-- Exercise --
Lines from the listing below that contain the string "grass" are to be reported.

-- Dataset content --
========================================================================

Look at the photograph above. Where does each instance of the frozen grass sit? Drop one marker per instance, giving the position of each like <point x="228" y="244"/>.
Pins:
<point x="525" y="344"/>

========================================================================

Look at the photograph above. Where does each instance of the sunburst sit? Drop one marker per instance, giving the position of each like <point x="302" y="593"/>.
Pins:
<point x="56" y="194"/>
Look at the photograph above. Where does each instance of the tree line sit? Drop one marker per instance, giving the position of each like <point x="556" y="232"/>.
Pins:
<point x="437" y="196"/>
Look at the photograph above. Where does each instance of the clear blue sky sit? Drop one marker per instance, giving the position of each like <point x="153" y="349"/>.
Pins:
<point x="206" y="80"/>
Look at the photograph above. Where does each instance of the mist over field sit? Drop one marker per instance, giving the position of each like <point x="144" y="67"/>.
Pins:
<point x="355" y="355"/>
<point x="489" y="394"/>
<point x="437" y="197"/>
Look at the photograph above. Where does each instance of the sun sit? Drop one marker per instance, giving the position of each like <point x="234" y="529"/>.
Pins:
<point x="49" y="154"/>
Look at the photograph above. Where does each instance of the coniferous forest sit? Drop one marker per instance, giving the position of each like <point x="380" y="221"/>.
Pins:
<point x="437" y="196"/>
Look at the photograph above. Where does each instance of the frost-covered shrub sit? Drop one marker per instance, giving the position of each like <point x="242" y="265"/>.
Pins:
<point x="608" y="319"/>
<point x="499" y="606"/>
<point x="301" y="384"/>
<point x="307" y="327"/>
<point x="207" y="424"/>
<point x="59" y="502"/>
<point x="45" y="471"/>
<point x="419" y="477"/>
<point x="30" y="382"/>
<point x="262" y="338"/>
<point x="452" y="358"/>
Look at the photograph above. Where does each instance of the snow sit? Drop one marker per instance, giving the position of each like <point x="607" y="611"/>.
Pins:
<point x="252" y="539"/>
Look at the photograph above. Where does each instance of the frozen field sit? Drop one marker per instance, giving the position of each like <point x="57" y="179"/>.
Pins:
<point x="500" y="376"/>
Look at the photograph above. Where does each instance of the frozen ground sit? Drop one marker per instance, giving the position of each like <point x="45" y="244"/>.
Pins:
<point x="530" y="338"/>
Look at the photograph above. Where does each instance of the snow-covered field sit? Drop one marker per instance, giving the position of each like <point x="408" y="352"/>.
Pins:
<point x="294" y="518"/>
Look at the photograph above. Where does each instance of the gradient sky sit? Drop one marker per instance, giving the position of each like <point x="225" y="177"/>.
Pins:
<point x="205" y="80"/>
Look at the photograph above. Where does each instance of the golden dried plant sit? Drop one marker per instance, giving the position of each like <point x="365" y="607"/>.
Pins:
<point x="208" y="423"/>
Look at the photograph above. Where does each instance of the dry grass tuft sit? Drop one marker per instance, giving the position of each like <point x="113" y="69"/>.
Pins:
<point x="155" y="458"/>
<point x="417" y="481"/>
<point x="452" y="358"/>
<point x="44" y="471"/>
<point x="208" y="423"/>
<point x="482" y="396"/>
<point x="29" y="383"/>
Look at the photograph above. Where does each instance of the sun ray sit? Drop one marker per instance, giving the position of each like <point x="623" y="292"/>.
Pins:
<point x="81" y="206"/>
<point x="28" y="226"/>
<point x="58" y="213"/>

========================================================================

-- Answer --
Look at the photograph above. Where does each instance of the frozen grass sit? Drop one marker per instance, giving the position of each like <point x="228" y="244"/>.
Look at the photograph above. Where does each instance of the dry grass tuft sit? Drop one marker per instance, giving the position of each like <point x="113" y="69"/>.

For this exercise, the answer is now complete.